◆ WRITTEN EXERCISE
Copy out everything from the line containing "Return one point per instance of the wooden beam" down to the end of the rows, word for word, with the pictures left out.

(Point placement records)
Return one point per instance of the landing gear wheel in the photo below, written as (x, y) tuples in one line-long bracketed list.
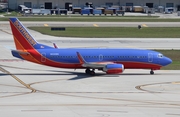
[(151, 72)]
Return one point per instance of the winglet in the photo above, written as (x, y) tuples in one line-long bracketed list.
[(81, 59)]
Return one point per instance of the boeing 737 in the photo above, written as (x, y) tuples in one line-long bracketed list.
[(109, 60)]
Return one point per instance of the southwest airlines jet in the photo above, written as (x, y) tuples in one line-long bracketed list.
[(111, 61)]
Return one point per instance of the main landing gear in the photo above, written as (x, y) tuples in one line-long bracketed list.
[(151, 72), (90, 72)]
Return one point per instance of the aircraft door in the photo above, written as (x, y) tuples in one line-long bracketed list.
[(150, 57), (100, 57), (43, 57)]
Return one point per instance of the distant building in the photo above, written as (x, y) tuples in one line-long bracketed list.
[(51, 4)]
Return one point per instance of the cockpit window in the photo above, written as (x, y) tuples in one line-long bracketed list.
[(160, 56)]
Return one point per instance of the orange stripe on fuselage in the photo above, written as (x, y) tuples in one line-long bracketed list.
[(17, 34)]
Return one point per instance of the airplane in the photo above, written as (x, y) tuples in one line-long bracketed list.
[(109, 60)]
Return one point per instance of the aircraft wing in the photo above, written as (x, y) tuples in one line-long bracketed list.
[(20, 52), (94, 65)]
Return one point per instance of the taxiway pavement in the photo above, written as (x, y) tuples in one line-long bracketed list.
[(28, 89)]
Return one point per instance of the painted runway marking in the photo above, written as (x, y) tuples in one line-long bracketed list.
[(144, 25), (95, 25), (175, 82), (46, 25)]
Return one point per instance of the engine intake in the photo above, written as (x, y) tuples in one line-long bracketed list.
[(113, 68)]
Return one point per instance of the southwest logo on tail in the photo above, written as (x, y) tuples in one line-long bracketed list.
[(111, 61)]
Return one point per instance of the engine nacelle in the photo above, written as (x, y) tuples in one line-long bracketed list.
[(113, 68)]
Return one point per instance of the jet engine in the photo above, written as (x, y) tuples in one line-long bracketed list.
[(113, 68)]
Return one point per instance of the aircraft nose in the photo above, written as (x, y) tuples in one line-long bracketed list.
[(168, 61)]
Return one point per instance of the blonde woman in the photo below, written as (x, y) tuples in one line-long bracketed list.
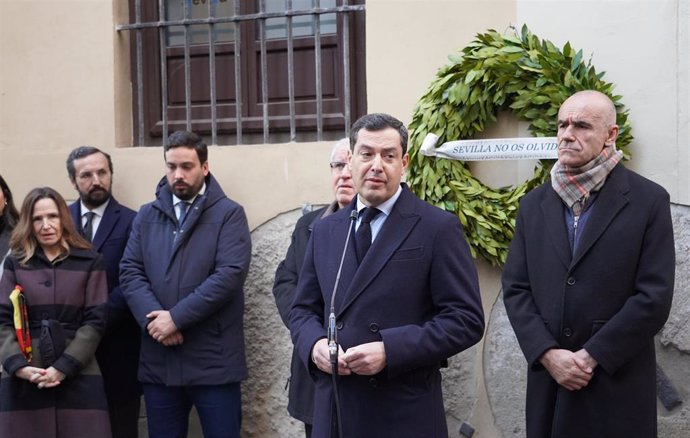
[(56, 391)]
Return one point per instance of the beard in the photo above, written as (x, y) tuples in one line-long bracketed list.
[(184, 191), (95, 197)]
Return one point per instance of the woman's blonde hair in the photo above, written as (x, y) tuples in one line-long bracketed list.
[(23, 242)]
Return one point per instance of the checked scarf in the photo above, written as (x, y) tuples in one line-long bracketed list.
[(574, 184)]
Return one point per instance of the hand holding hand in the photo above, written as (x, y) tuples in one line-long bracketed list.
[(32, 374), (161, 325), (571, 370), (173, 339), (51, 378), (322, 358), (366, 359)]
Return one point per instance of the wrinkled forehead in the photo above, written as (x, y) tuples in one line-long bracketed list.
[(587, 107)]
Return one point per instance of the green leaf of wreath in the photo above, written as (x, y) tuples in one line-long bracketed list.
[(529, 76)]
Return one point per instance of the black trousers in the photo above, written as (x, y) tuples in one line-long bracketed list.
[(124, 417)]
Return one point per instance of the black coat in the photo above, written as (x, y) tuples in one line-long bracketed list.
[(301, 389), (611, 297), (416, 291), (118, 352)]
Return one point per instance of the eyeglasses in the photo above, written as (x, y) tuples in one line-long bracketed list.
[(338, 165)]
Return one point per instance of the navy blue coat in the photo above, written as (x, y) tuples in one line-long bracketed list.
[(196, 272), (610, 297), (416, 290), (118, 352), (301, 389)]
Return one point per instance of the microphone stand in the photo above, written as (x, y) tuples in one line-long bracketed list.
[(333, 331)]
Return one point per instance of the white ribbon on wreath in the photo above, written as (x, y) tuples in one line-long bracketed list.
[(492, 149)]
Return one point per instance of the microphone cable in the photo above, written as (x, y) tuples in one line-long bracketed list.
[(333, 330)]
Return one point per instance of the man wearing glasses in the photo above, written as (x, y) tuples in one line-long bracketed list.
[(301, 395)]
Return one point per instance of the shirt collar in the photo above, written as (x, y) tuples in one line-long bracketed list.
[(386, 206), (100, 210)]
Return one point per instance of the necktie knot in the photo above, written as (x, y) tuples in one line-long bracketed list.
[(368, 214), (363, 236), (182, 207), (88, 225)]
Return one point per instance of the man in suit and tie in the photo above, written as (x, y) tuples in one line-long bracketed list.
[(106, 224), (407, 300)]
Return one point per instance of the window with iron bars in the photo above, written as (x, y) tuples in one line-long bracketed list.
[(247, 71)]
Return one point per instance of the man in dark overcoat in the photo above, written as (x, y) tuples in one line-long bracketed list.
[(108, 225), (301, 386), (183, 275), (403, 307), (588, 283)]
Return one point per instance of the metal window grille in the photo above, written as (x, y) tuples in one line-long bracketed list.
[(212, 22)]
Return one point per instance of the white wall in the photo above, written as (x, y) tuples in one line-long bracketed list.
[(642, 45)]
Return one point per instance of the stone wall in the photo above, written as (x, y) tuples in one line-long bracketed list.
[(501, 371)]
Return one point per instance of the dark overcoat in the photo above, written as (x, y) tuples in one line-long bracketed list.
[(416, 290), (301, 386), (68, 297), (196, 271), (610, 297), (118, 352)]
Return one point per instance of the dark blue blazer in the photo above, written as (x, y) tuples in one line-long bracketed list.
[(118, 352), (416, 290)]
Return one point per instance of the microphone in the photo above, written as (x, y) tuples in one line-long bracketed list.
[(332, 330)]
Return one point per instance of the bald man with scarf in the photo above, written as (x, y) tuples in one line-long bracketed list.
[(588, 283)]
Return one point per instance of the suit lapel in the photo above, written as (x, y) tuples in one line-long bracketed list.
[(609, 203), (556, 230), (393, 233)]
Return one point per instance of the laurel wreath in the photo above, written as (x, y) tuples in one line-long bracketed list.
[(522, 73)]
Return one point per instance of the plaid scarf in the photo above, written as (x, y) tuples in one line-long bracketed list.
[(574, 184)]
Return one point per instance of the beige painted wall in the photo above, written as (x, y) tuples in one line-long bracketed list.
[(642, 45)]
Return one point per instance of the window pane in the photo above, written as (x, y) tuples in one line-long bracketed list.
[(174, 10), (303, 25)]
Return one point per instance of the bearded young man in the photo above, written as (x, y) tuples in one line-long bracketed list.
[(183, 274), (106, 224)]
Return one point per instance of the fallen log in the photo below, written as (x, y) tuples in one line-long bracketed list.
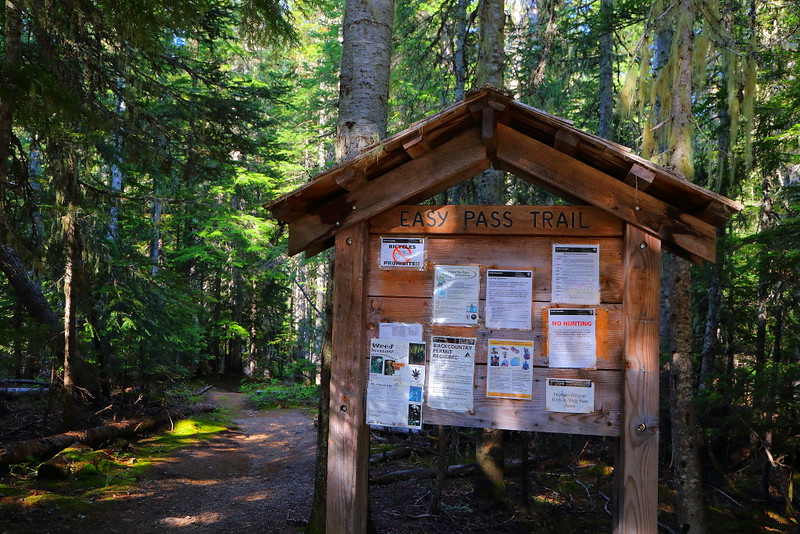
[(94, 437), (430, 472), (391, 454)]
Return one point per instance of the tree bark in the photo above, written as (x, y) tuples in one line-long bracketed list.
[(490, 70), (12, 48), (489, 484), (685, 439), (606, 107), (364, 75), (363, 107), (93, 437)]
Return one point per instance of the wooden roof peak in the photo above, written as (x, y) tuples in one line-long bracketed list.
[(489, 128)]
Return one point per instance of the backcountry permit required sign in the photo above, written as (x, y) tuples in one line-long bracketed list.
[(402, 253)]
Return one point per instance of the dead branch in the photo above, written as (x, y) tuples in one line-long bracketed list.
[(93, 437)]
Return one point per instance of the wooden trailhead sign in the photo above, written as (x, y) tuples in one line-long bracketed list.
[(537, 318)]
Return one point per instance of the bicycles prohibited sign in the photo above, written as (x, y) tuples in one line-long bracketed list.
[(402, 253)]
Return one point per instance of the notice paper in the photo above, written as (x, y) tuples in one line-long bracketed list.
[(572, 338), (396, 380), (409, 331), (402, 253), (509, 374), (576, 274), (508, 299), (451, 373), (455, 294), (569, 395)]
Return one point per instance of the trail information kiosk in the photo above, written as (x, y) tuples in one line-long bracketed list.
[(540, 318)]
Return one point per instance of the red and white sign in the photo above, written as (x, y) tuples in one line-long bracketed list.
[(402, 253)]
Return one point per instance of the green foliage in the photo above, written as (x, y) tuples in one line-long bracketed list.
[(280, 395)]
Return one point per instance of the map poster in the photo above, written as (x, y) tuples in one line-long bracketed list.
[(569, 395), (396, 380), (402, 253), (509, 374), (508, 299), (572, 338), (451, 373), (455, 294), (576, 274)]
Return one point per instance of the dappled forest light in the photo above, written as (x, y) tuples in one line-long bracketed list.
[(141, 143)]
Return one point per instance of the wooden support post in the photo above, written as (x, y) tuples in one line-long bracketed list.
[(348, 440), (636, 473)]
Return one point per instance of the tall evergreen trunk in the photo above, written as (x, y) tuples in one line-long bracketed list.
[(12, 51), (363, 108), (685, 446), (66, 182), (489, 482), (459, 193), (606, 108), (767, 213), (490, 70)]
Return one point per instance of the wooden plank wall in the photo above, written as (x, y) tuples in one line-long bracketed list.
[(505, 237)]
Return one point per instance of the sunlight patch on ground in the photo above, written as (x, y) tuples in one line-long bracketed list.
[(255, 497), (206, 518)]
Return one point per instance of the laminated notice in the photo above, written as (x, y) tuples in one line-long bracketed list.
[(402, 253)]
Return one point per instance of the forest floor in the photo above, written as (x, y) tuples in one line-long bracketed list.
[(255, 474), (254, 477)]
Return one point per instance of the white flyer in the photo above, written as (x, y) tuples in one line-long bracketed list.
[(455, 294), (396, 380), (451, 373), (572, 338), (576, 274), (509, 295), (409, 331), (569, 395), (509, 374), (402, 253)]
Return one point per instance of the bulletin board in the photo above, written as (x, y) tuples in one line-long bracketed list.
[(504, 242)]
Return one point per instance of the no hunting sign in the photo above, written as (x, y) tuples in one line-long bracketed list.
[(402, 253)]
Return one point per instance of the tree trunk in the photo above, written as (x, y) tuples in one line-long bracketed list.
[(489, 484), (441, 470), (491, 63), (688, 474), (29, 293), (606, 108), (66, 182), (364, 75), (363, 105), (12, 49)]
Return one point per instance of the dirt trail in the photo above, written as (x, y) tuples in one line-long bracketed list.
[(258, 478)]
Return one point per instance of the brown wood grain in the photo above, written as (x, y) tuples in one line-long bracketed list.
[(495, 252), (428, 170), (637, 471), (555, 169), (348, 439), (497, 220)]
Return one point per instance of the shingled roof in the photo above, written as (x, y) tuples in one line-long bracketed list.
[(490, 128)]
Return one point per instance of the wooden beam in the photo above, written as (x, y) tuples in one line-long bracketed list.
[(416, 147), (636, 475), (639, 177), (348, 438), (451, 162), (541, 164)]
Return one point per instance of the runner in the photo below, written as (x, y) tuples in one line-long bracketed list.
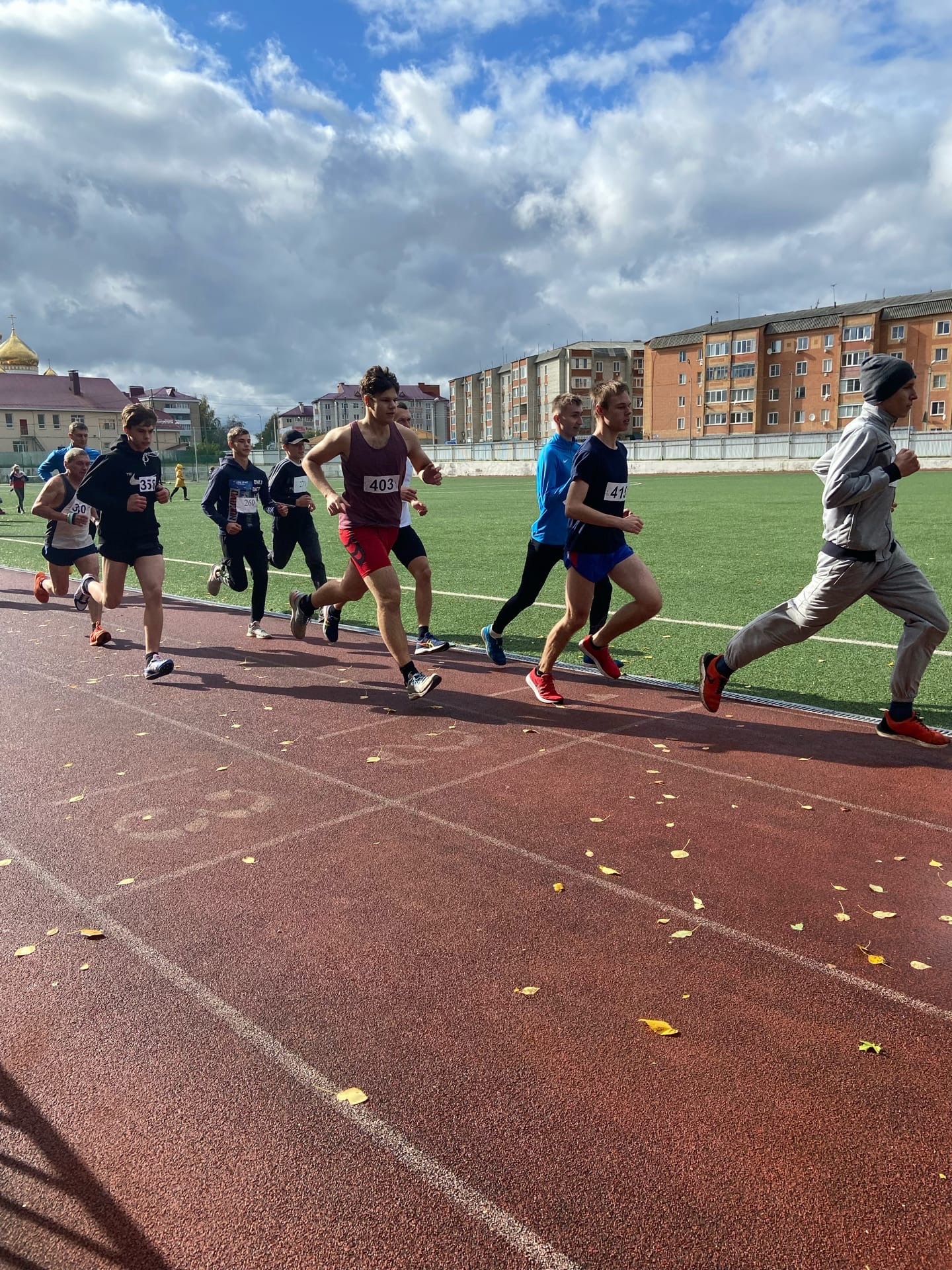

◆ FINISHED TASK
Return one point per instance of the wooden beam in the photo above, written as (x, y) tuples in one line-long bracketed list.
[(416, 147), (636, 475), (639, 177), (348, 438), (451, 162), (541, 164)]
Return one point per instance of the runner in the photo below, written as (x, y) tuples in one line-long bracketed list.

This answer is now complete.